Material on locating named things:

>>>

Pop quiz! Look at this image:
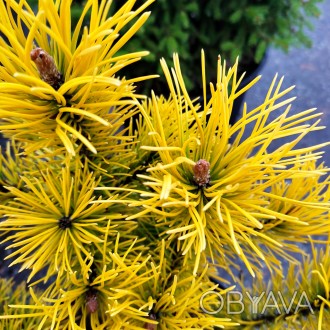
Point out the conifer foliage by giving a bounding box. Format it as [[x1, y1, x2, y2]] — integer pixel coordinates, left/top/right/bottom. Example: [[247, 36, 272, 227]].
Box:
[[0, 0, 330, 330]]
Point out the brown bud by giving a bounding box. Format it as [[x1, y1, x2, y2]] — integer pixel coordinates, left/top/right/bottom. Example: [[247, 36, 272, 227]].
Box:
[[86, 290, 99, 314], [30, 48, 63, 90], [194, 159, 211, 187]]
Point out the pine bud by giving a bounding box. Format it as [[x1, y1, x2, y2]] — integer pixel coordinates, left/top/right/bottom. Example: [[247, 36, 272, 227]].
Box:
[[86, 290, 99, 314], [30, 48, 63, 90], [194, 159, 211, 187]]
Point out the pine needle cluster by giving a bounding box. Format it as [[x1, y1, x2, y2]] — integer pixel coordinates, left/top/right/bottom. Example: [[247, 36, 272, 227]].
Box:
[[0, 0, 330, 330]]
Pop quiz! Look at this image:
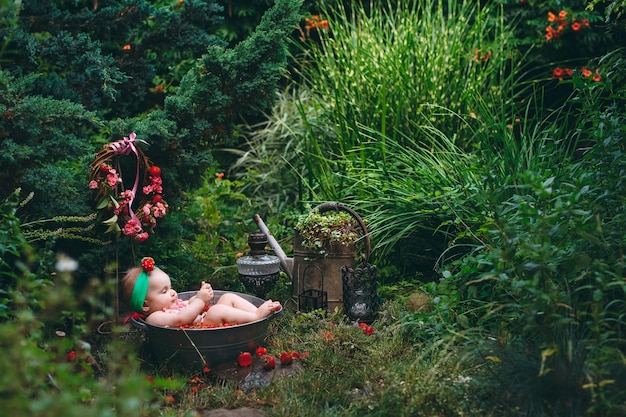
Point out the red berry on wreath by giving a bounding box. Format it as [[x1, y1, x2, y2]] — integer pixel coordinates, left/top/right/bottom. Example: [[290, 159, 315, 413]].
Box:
[[149, 165, 161, 177]]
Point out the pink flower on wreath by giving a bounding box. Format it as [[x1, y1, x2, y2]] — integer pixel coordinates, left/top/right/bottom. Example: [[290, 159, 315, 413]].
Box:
[[122, 219, 142, 236], [154, 203, 167, 219], [135, 232, 148, 242], [107, 169, 122, 188]]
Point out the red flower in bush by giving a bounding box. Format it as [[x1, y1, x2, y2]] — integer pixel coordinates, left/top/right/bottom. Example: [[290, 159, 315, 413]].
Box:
[[278, 352, 293, 365], [149, 165, 161, 177]]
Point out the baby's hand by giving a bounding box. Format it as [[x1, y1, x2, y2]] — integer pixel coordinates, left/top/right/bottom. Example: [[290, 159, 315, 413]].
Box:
[[196, 281, 214, 304]]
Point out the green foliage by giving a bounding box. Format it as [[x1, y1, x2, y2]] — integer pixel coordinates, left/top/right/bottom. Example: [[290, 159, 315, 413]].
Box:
[[0, 0, 301, 279], [428, 54, 626, 416], [294, 207, 361, 253], [175, 171, 254, 291]]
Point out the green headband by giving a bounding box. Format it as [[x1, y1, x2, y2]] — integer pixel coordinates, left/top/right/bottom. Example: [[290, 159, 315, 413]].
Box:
[[130, 271, 148, 313]]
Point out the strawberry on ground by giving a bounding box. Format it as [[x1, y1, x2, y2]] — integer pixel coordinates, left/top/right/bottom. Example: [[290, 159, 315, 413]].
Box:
[[237, 352, 252, 367], [263, 355, 276, 369]]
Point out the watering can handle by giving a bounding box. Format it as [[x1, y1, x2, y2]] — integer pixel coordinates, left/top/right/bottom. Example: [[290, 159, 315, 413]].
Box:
[[252, 214, 293, 278], [315, 201, 371, 265]]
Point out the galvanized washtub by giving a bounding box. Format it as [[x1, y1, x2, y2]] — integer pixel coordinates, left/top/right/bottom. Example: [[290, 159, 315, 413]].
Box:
[[131, 290, 282, 367]]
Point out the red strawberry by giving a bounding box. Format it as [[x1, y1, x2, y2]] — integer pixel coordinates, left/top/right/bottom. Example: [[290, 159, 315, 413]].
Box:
[[237, 352, 252, 367], [149, 165, 161, 177], [263, 355, 276, 369], [279, 352, 293, 365]]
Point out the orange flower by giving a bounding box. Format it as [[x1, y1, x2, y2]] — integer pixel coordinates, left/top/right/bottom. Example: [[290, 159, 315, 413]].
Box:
[[552, 67, 563, 78], [304, 14, 328, 30]]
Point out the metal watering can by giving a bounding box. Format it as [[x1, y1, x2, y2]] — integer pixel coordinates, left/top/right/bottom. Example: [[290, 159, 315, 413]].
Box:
[[253, 202, 370, 311]]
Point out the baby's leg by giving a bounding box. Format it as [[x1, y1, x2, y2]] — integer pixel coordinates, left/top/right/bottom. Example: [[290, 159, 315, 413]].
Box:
[[203, 302, 280, 324], [217, 292, 257, 312]]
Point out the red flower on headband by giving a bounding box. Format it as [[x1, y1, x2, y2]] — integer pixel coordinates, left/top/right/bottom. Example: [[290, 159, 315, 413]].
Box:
[[141, 257, 154, 272]]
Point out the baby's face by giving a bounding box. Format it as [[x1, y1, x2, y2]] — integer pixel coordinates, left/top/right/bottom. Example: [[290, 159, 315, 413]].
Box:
[[144, 269, 178, 314]]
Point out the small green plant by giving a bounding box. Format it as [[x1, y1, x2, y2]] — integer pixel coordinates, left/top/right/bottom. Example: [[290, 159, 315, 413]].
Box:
[[294, 208, 360, 253]]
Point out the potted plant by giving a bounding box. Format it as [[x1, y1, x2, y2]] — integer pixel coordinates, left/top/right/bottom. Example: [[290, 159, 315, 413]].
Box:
[[294, 207, 363, 256], [293, 202, 370, 311]]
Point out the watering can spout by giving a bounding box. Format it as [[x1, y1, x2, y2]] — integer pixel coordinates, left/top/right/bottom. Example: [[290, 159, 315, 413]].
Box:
[[252, 214, 293, 279]]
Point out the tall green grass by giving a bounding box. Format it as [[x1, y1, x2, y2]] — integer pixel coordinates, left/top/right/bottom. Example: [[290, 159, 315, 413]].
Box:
[[294, 0, 513, 160]]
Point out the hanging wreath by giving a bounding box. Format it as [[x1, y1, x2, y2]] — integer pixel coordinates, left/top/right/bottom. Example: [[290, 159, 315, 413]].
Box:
[[89, 132, 168, 242]]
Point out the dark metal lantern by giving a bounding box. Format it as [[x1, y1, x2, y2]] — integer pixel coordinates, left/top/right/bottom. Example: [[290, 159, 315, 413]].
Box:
[[237, 233, 280, 298]]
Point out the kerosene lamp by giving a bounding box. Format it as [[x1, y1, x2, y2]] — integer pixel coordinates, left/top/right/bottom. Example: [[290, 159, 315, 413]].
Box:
[[237, 233, 280, 299]]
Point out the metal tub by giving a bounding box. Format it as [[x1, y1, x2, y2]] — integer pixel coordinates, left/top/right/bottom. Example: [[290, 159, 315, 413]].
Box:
[[131, 290, 282, 367]]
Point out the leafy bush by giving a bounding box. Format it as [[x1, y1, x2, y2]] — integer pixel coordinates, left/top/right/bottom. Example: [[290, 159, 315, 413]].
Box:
[[434, 54, 626, 416]]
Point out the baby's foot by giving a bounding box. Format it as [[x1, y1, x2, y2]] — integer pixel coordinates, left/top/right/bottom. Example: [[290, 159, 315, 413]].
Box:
[[257, 300, 281, 319]]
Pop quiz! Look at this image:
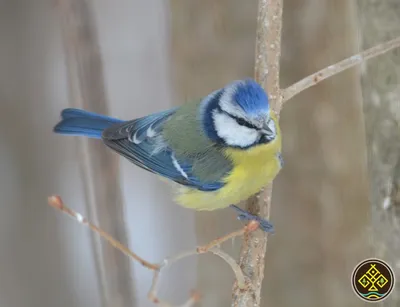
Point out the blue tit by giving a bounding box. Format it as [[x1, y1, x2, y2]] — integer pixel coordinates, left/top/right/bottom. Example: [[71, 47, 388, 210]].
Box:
[[54, 79, 282, 230]]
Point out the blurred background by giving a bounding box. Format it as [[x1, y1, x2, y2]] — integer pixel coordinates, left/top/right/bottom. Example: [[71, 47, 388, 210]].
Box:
[[0, 0, 400, 307]]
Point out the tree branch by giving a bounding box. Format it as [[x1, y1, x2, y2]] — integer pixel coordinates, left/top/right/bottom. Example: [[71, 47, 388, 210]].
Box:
[[232, 0, 283, 307], [48, 196, 259, 307], [282, 37, 400, 102]]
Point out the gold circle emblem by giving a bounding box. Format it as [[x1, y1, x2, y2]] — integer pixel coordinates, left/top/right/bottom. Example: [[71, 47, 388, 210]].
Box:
[[351, 258, 395, 302]]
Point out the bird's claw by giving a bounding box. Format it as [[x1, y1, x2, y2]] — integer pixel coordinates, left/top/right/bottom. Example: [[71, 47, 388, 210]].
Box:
[[230, 205, 274, 233]]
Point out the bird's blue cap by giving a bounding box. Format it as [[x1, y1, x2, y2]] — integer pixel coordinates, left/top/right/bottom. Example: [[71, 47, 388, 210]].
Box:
[[232, 79, 269, 115]]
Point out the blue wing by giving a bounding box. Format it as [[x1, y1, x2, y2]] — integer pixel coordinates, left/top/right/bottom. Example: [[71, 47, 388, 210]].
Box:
[[102, 108, 224, 191]]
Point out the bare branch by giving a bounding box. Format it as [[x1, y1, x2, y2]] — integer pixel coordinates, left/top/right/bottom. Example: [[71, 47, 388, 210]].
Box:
[[48, 196, 259, 307], [282, 37, 400, 102], [232, 0, 283, 307], [48, 196, 160, 271]]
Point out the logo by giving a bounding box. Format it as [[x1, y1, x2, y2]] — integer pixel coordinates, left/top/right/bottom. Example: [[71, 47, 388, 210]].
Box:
[[351, 258, 395, 302]]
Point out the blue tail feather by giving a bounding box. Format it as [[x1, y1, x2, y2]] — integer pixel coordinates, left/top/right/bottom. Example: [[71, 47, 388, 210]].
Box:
[[53, 108, 123, 139]]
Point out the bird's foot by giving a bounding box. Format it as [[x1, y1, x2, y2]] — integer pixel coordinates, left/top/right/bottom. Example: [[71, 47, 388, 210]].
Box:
[[230, 205, 274, 233]]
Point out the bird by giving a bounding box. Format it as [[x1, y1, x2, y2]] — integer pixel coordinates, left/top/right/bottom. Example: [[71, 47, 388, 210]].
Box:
[[53, 78, 283, 232]]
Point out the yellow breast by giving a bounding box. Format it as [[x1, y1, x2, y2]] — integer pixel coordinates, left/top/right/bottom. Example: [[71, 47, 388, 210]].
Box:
[[176, 128, 281, 210]]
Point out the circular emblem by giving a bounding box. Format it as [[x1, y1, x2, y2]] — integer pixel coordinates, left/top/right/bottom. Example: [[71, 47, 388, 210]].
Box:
[[351, 258, 395, 302]]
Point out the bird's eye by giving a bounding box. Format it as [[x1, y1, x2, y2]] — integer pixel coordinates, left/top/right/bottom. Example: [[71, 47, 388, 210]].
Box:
[[235, 118, 249, 126]]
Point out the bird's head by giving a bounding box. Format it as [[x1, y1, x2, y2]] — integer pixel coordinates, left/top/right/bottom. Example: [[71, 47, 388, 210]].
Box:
[[202, 79, 277, 149]]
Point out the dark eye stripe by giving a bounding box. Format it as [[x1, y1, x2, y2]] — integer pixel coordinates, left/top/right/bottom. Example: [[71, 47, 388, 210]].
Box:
[[229, 114, 259, 130], [216, 105, 260, 130]]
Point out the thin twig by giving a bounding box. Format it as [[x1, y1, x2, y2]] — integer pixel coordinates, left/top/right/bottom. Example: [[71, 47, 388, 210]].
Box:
[[48, 196, 259, 307], [282, 37, 400, 102], [232, 0, 283, 307], [48, 196, 160, 271]]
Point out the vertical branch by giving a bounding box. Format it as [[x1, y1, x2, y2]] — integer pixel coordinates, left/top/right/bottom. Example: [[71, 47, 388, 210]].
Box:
[[232, 0, 283, 307], [57, 0, 133, 307]]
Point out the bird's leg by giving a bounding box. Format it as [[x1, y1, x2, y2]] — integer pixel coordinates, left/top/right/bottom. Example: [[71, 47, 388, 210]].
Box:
[[229, 205, 274, 233]]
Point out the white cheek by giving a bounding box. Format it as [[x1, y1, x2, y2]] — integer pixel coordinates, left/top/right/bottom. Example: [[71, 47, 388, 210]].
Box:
[[213, 112, 260, 147]]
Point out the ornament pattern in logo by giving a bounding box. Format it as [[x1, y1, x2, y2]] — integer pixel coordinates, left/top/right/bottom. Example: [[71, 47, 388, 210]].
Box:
[[351, 258, 395, 302]]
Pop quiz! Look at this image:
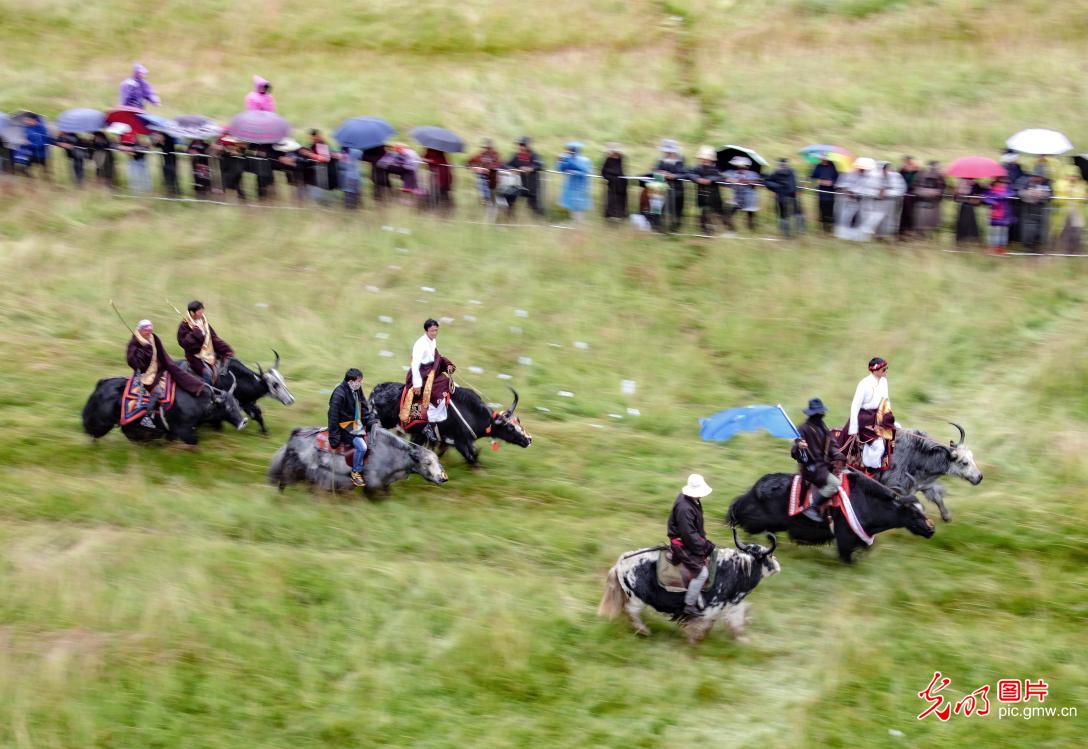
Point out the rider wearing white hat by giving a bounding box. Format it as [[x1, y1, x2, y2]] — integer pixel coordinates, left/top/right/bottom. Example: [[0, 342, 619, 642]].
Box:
[[668, 474, 714, 616]]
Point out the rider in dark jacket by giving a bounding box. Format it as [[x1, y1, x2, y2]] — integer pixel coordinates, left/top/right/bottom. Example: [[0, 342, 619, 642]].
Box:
[[790, 398, 846, 523], [329, 367, 378, 487], [668, 474, 715, 616]]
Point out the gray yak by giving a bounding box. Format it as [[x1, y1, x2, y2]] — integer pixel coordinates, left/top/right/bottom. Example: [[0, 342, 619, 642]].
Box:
[[873, 421, 982, 523], [597, 528, 781, 644], [268, 426, 448, 496]]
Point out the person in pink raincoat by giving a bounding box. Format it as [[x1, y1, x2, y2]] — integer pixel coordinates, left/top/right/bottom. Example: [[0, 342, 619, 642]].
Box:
[[246, 75, 275, 112], [118, 62, 160, 109]]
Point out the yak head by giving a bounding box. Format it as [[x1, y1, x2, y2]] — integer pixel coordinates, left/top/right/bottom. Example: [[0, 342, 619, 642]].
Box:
[[410, 445, 449, 483], [209, 372, 249, 431], [733, 526, 782, 577], [487, 388, 533, 447], [891, 492, 936, 538], [947, 421, 982, 486], [257, 348, 295, 406]]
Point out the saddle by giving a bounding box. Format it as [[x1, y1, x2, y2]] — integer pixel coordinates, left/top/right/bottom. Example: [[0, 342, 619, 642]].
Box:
[[789, 474, 818, 517], [313, 427, 370, 468], [120, 372, 177, 427], [657, 549, 718, 593]]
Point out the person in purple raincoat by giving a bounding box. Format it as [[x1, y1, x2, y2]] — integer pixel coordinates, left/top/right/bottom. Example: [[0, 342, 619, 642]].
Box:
[[119, 62, 161, 109]]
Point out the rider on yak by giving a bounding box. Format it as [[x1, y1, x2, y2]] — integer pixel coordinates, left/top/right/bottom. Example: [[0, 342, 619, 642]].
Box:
[[125, 320, 205, 419], [790, 397, 846, 523], [667, 474, 715, 616], [177, 300, 234, 384], [409, 319, 457, 443], [845, 356, 897, 470]]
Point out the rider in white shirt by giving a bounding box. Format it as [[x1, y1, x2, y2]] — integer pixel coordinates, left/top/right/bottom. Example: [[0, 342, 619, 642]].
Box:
[[848, 356, 895, 470]]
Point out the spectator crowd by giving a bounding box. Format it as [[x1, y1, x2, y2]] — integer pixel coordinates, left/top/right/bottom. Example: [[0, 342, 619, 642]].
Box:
[[0, 64, 1088, 254]]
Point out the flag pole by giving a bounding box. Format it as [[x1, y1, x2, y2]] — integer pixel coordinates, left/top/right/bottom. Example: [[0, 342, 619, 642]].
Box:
[[775, 403, 801, 440]]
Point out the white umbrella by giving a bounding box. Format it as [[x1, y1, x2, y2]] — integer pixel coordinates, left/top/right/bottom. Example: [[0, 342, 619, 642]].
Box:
[[1005, 127, 1073, 156]]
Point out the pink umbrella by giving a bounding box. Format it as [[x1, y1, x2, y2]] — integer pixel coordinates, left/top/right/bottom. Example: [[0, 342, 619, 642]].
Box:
[[944, 156, 1009, 180], [226, 109, 290, 144], [106, 107, 151, 135]]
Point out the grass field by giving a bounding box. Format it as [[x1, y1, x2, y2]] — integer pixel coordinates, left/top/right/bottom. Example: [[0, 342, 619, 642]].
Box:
[[0, 0, 1088, 749]]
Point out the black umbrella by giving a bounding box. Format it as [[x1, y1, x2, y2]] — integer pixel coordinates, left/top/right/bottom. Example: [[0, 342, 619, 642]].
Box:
[[718, 146, 767, 174], [411, 125, 465, 154], [1073, 154, 1088, 182], [333, 118, 396, 151]]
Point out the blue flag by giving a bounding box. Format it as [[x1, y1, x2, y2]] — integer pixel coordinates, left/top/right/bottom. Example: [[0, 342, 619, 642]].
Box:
[[698, 406, 801, 442]]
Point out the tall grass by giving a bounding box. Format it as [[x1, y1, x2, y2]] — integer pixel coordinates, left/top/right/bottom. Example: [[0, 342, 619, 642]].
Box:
[[0, 186, 1088, 747], [0, 0, 1088, 749]]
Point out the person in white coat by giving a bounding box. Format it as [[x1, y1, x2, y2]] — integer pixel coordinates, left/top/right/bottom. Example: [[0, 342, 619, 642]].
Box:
[[400, 319, 457, 442], [846, 356, 895, 470]]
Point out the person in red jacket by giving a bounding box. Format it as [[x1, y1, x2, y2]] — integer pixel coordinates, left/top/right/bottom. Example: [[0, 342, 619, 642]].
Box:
[[177, 300, 234, 384], [667, 474, 715, 616]]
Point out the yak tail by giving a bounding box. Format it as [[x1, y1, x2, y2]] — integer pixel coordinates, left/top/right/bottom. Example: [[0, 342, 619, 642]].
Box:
[[597, 562, 627, 619], [268, 445, 287, 486], [726, 496, 741, 527]]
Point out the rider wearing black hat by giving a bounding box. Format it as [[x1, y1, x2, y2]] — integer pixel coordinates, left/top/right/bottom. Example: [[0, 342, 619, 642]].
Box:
[[790, 397, 846, 523]]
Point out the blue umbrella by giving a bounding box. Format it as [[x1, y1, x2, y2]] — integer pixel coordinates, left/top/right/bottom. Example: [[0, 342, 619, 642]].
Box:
[[333, 118, 397, 151], [53, 109, 106, 133], [698, 406, 800, 442], [411, 125, 465, 154]]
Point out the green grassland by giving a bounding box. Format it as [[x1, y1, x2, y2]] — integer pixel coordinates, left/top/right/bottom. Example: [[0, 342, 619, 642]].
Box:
[[0, 0, 1088, 749]]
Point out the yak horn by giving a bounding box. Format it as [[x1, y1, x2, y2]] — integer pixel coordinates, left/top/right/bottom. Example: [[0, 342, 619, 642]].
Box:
[[733, 526, 747, 551]]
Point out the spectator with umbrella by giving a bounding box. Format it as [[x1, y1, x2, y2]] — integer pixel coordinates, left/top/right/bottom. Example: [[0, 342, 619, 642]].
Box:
[[651, 138, 688, 232], [245, 75, 275, 112], [954, 177, 982, 245], [118, 62, 162, 109], [411, 125, 465, 208], [944, 156, 1007, 244], [764, 159, 805, 236], [914, 161, 947, 237], [1054, 171, 1088, 255], [506, 135, 544, 213], [151, 130, 181, 196], [555, 140, 593, 223], [185, 138, 212, 198], [601, 143, 626, 220], [337, 146, 362, 210], [1019, 174, 1053, 253], [687, 146, 735, 236], [726, 156, 761, 232], [465, 138, 503, 213], [116, 128, 151, 193], [981, 174, 1016, 255], [899, 156, 918, 240], [808, 151, 839, 234]]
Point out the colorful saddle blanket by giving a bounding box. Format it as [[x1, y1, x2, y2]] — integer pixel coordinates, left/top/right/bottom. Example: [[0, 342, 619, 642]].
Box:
[[789, 474, 873, 547], [121, 372, 177, 427], [657, 549, 719, 593], [313, 428, 370, 468]]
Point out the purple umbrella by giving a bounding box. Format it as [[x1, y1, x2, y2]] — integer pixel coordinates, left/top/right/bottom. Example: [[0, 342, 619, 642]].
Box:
[[151, 114, 223, 140], [226, 109, 290, 144], [411, 125, 465, 154], [53, 109, 106, 133]]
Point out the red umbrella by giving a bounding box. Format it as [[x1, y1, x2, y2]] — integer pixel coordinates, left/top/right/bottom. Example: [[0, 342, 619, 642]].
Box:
[[226, 109, 290, 143], [944, 156, 1009, 180], [106, 107, 151, 135]]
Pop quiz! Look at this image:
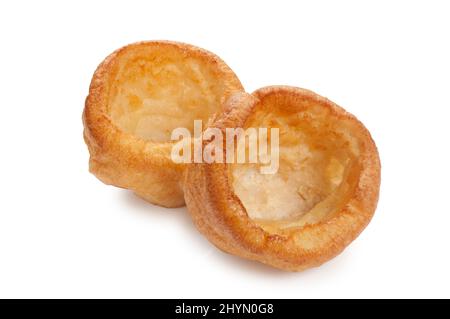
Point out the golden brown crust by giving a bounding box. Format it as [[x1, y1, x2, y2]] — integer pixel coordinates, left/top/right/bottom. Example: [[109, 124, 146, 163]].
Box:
[[83, 41, 243, 207], [184, 86, 380, 271]]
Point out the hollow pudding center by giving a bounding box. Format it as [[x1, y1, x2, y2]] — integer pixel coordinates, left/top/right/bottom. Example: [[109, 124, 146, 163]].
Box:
[[109, 47, 230, 142], [231, 99, 355, 228]]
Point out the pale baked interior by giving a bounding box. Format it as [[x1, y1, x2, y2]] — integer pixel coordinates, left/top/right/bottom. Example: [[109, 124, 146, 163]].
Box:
[[109, 47, 230, 142], [230, 98, 359, 233]]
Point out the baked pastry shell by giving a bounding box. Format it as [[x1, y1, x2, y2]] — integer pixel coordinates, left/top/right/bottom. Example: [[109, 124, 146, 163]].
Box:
[[83, 41, 243, 207], [185, 86, 380, 271]]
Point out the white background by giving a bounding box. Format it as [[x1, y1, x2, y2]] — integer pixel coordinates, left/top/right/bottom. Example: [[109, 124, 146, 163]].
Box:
[[0, 1, 450, 298]]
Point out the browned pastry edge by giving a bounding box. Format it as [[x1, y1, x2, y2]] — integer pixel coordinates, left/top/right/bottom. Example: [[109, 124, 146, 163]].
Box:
[[83, 41, 243, 207], [184, 86, 380, 271]]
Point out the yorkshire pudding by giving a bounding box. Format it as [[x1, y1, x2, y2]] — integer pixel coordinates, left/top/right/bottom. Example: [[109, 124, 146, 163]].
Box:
[[83, 41, 243, 207], [185, 86, 380, 271]]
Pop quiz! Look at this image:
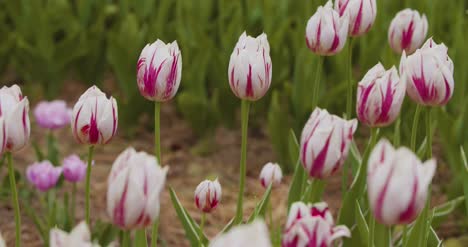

<<<

TASK DESCRIPTION: Please count the lines of the material above that contain the word "dark" and give only the number.

SOLVED PROBLEM: 3